What this task involves -
Please transcribe all of the following data word for word, omitting any images.

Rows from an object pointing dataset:
** Begin **

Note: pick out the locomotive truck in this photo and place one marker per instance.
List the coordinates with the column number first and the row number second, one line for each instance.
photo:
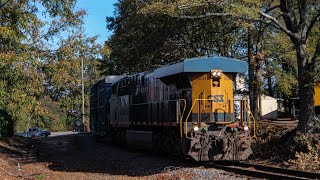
column 183, row 108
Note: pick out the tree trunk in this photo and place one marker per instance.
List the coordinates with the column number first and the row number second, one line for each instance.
column 269, row 80
column 307, row 120
column 251, row 69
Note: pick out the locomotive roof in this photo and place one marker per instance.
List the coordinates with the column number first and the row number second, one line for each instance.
column 202, row 64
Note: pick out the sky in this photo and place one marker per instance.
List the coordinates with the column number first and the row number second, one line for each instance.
column 95, row 20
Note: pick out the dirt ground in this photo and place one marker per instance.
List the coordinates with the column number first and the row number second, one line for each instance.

** End **

Answer for this exercise -
Note: pick out the locomotive truck in this photo and place one marker per instance.
List the coordinates with the column number first and the row number second, one line for each instance.
photo:
column 183, row 108
Note: pick out the tree trunk in this photo and place one marker per instance.
List the coordinates with the column number first and the row number second, one line for each instance.
column 269, row 80
column 307, row 120
column 251, row 69
Note: pick out the locomotive roof in this photo and place one marker per instance.
List the coordinates with the column number first and the row number second, one line for each instance.
column 202, row 64
Note: pick out the sky in this photo and place one marker per instance.
List the coordinates with the column number first and the row number second, one line for each instance.
column 95, row 20
Note: pick out the dirt ground in this photo and place one marker per instance.
List the coordinates with the column number first and the row number second, one line for each instance.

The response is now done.